What is being asked:
Convert every line of the listing below into a JSON array of strings, one string per line, skipping blank lines. Omit the pictures from the output.

Material shown:
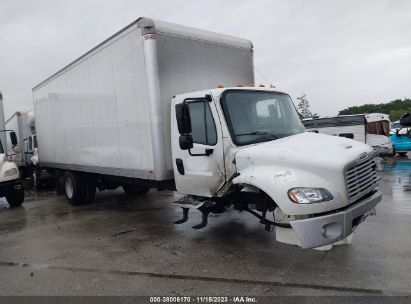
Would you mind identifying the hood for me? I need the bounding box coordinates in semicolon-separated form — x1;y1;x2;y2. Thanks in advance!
235;132;373;171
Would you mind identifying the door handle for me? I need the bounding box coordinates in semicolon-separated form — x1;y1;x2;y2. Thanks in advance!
176;158;186;175
188;149;214;156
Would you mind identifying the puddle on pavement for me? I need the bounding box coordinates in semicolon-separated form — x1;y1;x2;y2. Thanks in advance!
378;157;411;214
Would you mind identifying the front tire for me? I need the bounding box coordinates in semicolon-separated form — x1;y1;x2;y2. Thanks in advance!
6;183;24;208
123;184;150;196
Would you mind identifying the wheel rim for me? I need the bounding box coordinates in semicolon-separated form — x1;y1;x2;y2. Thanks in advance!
64;178;74;199
33;173;37;187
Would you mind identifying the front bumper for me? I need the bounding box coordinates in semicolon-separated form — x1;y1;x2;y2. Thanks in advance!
290;191;382;249
0;179;23;197
373;146;394;156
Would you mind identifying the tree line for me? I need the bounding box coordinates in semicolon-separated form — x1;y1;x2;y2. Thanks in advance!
338;98;411;121
297;94;411;121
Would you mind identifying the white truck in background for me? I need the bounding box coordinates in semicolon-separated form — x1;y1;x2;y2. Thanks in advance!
0;92;24;207
6;111;41;183
302;113;395;156
6;111;32;177
33;18;381;248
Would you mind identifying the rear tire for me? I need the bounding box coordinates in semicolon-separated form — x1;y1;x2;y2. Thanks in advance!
84;174;96;204
123;184;150;196
6;183;24;208
63;171;87;206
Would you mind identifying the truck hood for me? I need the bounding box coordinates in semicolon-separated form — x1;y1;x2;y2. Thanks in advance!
235;132;373;173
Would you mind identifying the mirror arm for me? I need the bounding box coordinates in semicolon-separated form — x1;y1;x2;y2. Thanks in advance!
188;149;214;156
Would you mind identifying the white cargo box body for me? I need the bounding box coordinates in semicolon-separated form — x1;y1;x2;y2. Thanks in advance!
6;112;31;166
33;18;254;181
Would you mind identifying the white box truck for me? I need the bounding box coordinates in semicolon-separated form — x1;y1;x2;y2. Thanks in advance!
0;92;24;207
33;18;381;248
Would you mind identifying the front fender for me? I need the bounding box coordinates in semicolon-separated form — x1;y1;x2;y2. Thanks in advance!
233;166;349;215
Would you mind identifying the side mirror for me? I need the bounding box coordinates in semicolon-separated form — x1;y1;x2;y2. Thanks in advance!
178;134;193;150
176;103;192;134
10;132;17;146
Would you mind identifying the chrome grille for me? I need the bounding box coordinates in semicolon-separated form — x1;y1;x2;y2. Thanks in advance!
345;157;378;200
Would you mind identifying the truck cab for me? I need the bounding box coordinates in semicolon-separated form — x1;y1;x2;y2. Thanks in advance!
0;130;24;207
171;87;381;248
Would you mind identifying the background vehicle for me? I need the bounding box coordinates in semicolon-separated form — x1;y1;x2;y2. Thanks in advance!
0;92;24;207
6;111;32;178
33;18;381;248
303;113;394;156
390;114;411;156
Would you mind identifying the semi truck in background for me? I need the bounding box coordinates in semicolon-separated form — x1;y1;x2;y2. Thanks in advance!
6;111;34;177
6;110;42;183
0;92;24;207
33;18;381;248
302;113;395;156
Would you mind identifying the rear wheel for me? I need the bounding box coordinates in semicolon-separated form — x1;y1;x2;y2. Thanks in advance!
123;184;150;196
6;183;24;208
84;175;96;204
63;171;87;206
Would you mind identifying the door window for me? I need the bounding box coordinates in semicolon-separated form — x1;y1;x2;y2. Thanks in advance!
188;101;217;146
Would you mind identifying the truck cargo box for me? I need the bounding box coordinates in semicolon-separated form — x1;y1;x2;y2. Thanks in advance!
33;18;254;181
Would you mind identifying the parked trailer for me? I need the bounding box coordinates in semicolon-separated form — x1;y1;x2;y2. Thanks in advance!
33;18;381;248
303;113;394;156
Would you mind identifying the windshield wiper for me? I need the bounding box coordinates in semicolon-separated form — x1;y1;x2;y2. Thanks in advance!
236;131;280;139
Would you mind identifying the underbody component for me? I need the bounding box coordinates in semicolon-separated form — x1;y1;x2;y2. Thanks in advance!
174;196;225;229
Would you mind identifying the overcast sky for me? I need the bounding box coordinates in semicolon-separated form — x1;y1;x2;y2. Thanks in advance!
0;0;411;117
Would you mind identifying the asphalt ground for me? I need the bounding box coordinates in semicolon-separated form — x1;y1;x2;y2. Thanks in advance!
0;154;411;296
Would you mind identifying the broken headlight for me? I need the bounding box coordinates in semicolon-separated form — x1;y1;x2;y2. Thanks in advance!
288;187;334;204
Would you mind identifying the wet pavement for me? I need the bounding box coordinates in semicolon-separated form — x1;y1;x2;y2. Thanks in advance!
0;154;411;296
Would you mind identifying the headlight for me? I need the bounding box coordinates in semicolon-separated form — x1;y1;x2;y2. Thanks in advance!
288;187;334;204
4;168;17;177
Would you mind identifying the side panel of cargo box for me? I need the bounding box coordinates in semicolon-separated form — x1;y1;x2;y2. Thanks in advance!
33;24;154;179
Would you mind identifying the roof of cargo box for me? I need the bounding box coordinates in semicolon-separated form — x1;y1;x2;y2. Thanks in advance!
33;17;253;91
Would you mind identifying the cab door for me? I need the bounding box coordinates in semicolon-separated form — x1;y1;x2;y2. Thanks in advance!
171;95;225;197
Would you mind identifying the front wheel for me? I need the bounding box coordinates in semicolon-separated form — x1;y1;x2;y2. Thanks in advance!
6;183;24;208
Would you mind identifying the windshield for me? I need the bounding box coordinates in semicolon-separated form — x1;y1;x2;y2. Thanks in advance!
221;90;305;146
367;120;390;136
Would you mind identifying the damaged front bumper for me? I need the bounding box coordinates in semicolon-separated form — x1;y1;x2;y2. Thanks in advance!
290;191;382;249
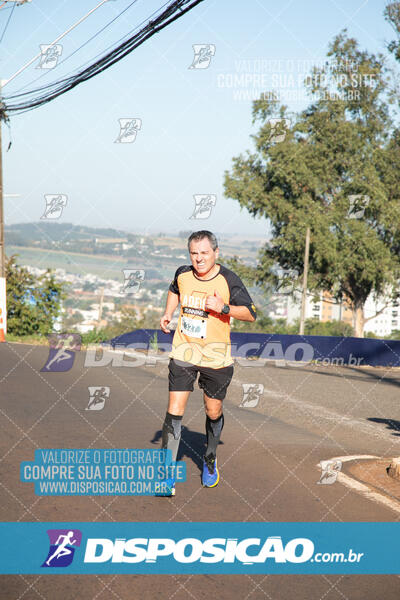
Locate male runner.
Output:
[160,231,256,496]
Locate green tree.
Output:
[6,255,65,335]
[225,32,400,337]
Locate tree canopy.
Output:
[225,31,400,336]
[6,255,65,335]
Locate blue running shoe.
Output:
[201,454,219,487]
[155,477,175,497]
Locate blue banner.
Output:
[0,522,400,575]
[104,329,400,367]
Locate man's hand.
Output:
[160,313,172,333]
[205,290,225,313]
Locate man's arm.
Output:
[160,290,179,333]
[205,290,256,323]
[229,304,255,323]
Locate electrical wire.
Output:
[15,0,142,94]
[0,0,203,119]
[0,4,17,44]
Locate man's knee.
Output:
[204,398,222,421]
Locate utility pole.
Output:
[0,79,7,342]
[97,288,104,329]
[299,227,310,335]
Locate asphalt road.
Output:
[0,344,400,600]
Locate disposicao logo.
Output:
[42,529,82,567]
[84,536,314,565]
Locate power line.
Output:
[3,0,108,87]
[0,0,203,119]
[15,0,142,94]
[0,4,17,44]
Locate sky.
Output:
[0,0,394,237]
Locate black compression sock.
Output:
[206,414,224,456]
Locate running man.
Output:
[46,531,76,566]
[160,231,256,496]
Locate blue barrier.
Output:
[109,329,400,367]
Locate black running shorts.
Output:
[168,358,233,400]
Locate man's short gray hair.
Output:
[188,229,218,252]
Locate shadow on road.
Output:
[368,417,400,437]
[281,365,400,387]
[150,425,223,471]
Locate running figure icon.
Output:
[46,531,77,566]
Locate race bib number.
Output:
[181,317,207,339]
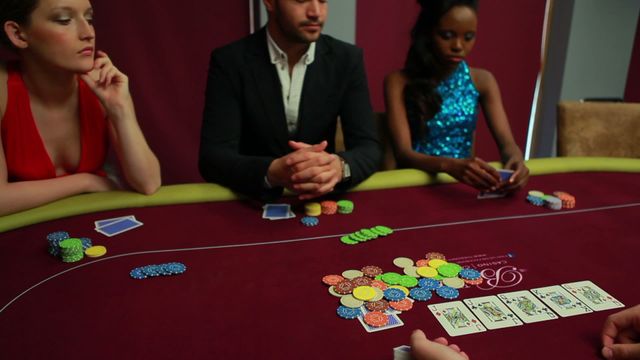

Reply to the task:
[
  "Would you mind identifying the hood for me? I need the bounding box coordinates in semicolon-separated form — x1;y1;x2;y2. Thanks in advance!",
  "235;132;373;171",
  "Would you mind identifying the door handle for me? I need the bounding box coordinates in semicolon-separated form — x1;y1;x2;y2. Thanks in advance!",
  "176;158;186;175",
  "188;149;214;156",
  "Would you mind identifying the puddle on pavement for me? I need the bounding box coordinates in semicolon-separated form — x1;y1;x2;y2. Thanks in advance!",
  "378;157;411;214",
  "Would you mind identifying the front tire for me? I need the bounding box coordinates in semicolon-separated form — x1;y1;x2;y2. Thanks in advance!",
  "6;183;24;208",
  "123;184;150;196",
  "Would you mind identifying the wheel rim for me? I need the bounding box coordinates in semicolon-separated form — x1;y1;x2;y2. Thanks in advance!",
  "64;178;74;199",
  "33;173;37;187",
  "Would you mind identifying the front bumper for me? I need the bounding box coordinates in semicolon-separated form — x1;y1;x2;y2. Thanks in advance!",
  "290;191;382;249",
  "0;179;23;197",
  "373;146;394;156",
  "Would you mind identifying the tree line for me? I need the bounding box coordinates in semicolon-separated form — x1;y1;x2;y2. Thanks in advance!",
  "338;98;411;121",
  "297;94;411;121",
  "Would you mind identifying the white truck in background for me? I need the bounding box coordinates in semicolon-separated form — x1;y1;x2;y2. Thanks in advance!",
  "0;92;24;207",
  "6;111;41;183",
  "302;113;395;156",
  "6;111;32;177",
  "33;18;381;248",
  "Would you mind identifying the rear tire for me? I need the bounding box coordinates in semicolon-separated form — x1;y1;x2;y2. Thanks in advance!",
  "84;174;96;204",
  "123;184;150;196",
  "6;183;24;208",
  "63;171;87;206",
  "Would you mind identifying the truck hood for me? I need the bounding box coordinates in semicolon-separated form — x1;y1;x2;y2. Thanks in advance!",
  "235;132;373;173",
  "Would you mind identifying the mirror arm for me? I need the bounding box coordinates in semicolon-separated form — x1;y1;x2;y2. Thanks in advance!",
  "188;149;214;156",
  "Would you mind identifying the white cargo box body for me? I need the bounding box coordinates in semicolon-separated form — x1;y1;x2;y2. Thanks in advance!",
  "6;112;31;166",
  "33;18;254;181",
  "Would you mind identifying the white box truck for me? I need the bounding box coordinates in semicolon-separated form — x1;y1;x2;y2. Thanks in advance!",
  "0;92;24;207",
  "33;18;381;248",
  "Would you mind identifying the front fender for me? I need the bounding box coordinates in semicolon-separated form — x1;y1;x2;y2. Thanks in advance!",
  "233;166;349;215",
  "Would you mind identifying the side mirror for me? I need the bounding box coordinates in semicolon-separated form — x1;y1;x2;y2. Thanks in advance!",
  "178;134;193;150",
  "176;103;192;134",
  "10;132;17;146",
  "Would you mind identifying the chrome grille for me? I need the bounding box coordinates in semicolon-separated form — x1;y1;x2;y2. Thanks in advance!",
  "345;157;378;200",
  "Would you mind identifying the truck cab for me? I need the bounding box coordinates in semicolon-separated form — x1;y1;x2;y2. Thanks in advance!",
  "0;130;24;207",
  "171;87;381;248",
  "Would you mind identifying the background vehicle for me? I need the bounding box coordinates in semicolon-separated form — x1;y1;x2;y2. Thanks in advance!",
  "0;92;24;207",
  "6;111;32;178",
  "33;18;381;248",
  "303;113;394;156",
  "390;114;411;156",
  "Would you mind identifying the semi truck in background for me? I need the bounding box coordinates in semicolon-separated form — x1;y1;x2;y2. Thanks in advance!",
  "6;111;34;177",
  "6;110;42;183",
  "0;92;24;207",
  "33;18;381;248",
  "302;113;395;156",
  "Would you mind identifying the rear wheel for me? I need the bounding box coordinates in semicolon-separated form — x1;y1;x2;y2. Thanks in advance!",
  "123;184;150;196",
  "6;183;24;208",
  "84;175;96;204",
  "63;171;87;206",
  "Would you mind identifying the door window for me? I need the bounding box coordinates in semicolon-separated form — x1;y1;x2;y2. Thanks in advance!",
  "188;101;217;146",
  "Would you mind identifying the truck cargo box for me? I need the bounding box coordinates in semicolon-separated form — x1;y1;x2;y2. Thanks in advance!",
  "33;18;254;181",
  "Would you mind identifying the parked trailer for me? I need the bounding box coordinates in semicolon-separated form — x1;y1;x2;y2. Thanks in advance!",
  "33;18;381;248",
  "303;113;394;156",
  "Would you mind identifying the windshield wiper for me? I need the bounding box coordinates in semicolon-separated form — x1;y1;x2;y2. Thanks in advance!",
  "236;131;280;139",
  "Would you mind identifying the underbody component for me? I need the bounding box coordinates in semicolon-separated form — x1;y1;x2;y2. Thanks in advance!",
  "174;196;225;229",
  "Would you mind identifying the overcast sky for me? I need the bounding box coordinates in semicolon-separated form — x1;y1;x2;y2. Thanks in advance!",
  "0;0;411;117",
  "Would you mind identifying the asphalt ground for me? I need the bounding box coordinates in semicolon-separated form — x1;y1;x2;y2. Thanks in advance!",
  "0;154;411;296",
  "Would you mind identifying the broken headlight for me? I need the bounding box coordinates in semicolon-separated form — x1;y1;x2;y2. Thanks in advance!",
  "288;187;334;204",
  "Would you mind identifying the wet pavement for me? I need the bounding box coordinates in semicolon-separated form — x1;y1;x2;y2. Thanks in advance!",
  "0;154;411;296",
  "Would you mind identifying the headlight for me? I need the bounding box coordinates in semicolon-separated form — x1;y1;x2;y2. Thanks in advance!",
  "288;187;334;204",
  "4;168;17;177",
  "Would you mind identifying the side panel of cargo box for me? I need the bounding box coordinates in semicolon-separated form — x1;y1;x2;y2. Thanks in advance!",
  "33;24;154;179",
  "Would you mind identifying the roof of cargo box for me? I need the bounding box coordinates in semicolon-separated form — x1;y1;x2;y2. Thanks in advance!",
  "33;17;253;91",
  "Would you mind identifying the cab door for me? I need the bounding box coordinates in semicolon-separated form — x1;y1;x2;y2. Thanks in advance!",
  "171;95;225;197",
  "Would you mind identifying the front wheel for me? I need the bounding box coordinates in semicolon-separated form — x1;y1;x2;y2. Thanks in advance!",
  "6;183;24;208",
  "Would you mind identifying the windshield for me? I need the bounding box coordinates in semicolon-separated form — x1;y1;x2;y2. Thanks in advance!",
  "221;90;305;146",
  "367;120;390;136",
  "Would you mind identifying the damaged front bumper for me? I need the bounding box coordinates in semicolon-separated form — x1;y1;x2;y2. Thanks in advance!",
  "290;191;382;249",
  "Locate male runner.",
  "Output:",
  "[160,231,256,496]",
  "Locate green tree.",
  "Output:",
  "[6,255,65,335]",
  "[225,32,400,337]",
  "Locate tree canopy.",
  "Output:",
  "[225,31,400,336]",
  "[6,255,65,335]",
  "Locate blue running shoe.",
  "Output:",
  "[201,454,219,487]",
  "[155,477,175,497]",
  "Locate blue banner.",
  "Output:",
  "[0,522,400,575]",
  "[104,329,400,367]",
  "Locate man's hand.",
  "Output:",
  "[160,313,172,333]",
  "[205,290,225,313]",
  "Locate man's arm.",
  "Output:",
  "[160,290,179,333]",
  "[205,290,256,323]",
  "[229,304,255,323]",
  "Locate electrical wire.",
  "Output:",
  "[15,0,142,94]",
  "[0,0,203,119]",
  "[0,4,17,44]",
  "Locate man's knee.",
  "Output:",
  "[204,398,222,421]",
  "Locate utility pole.",
  "Output:",
  "[0,79,7,342]",
  "[97,288,104,329]",
  "[299,227,310,335]",
  "Locate asphalt road.",
  "Output:",
  "[0,344,400,600]",
  "Locate disposicao logo.",
  "Output:",
  "[42,529,82,567]",
  "[84,536,314,565]",
  "Locate power line.",
  "Output:",
  "[3,0,108,87]",
  "[0,0,203,119]",
  "[15,0,142,94]",
  "[0,4,17,44]",
  "Locate sky.",
  "Output:",
  "[0,0,394,237]",
  "Locate black compression sock.",
  "Output:",
  "[206,414,224,456]",
  "Locate running man.",
  "Output:",
  "[46,531,76,566]",
  "[160,231,256,496]",
  "Locate blue barrier.",
  "Output:",
  "[109,329,400,367]",
  "Locate black running shorts.",
  "Output:",
  "[168,358,233,400]",
  "Locate man's short gray hair.",
  "Output:",
  "[188,229,218,252]",
  "Locate shadow on road.",
  "Output:",
  "[368,417,400,437]",
  "[281,365,400,387]",
  "[150,425,223,471]",
  "Locate running figure icon.",
  "Output:",
  "[46,531,77,566]",
  "Locate race bib number.",
  "Output:",
  "[181,317,207,339]"
]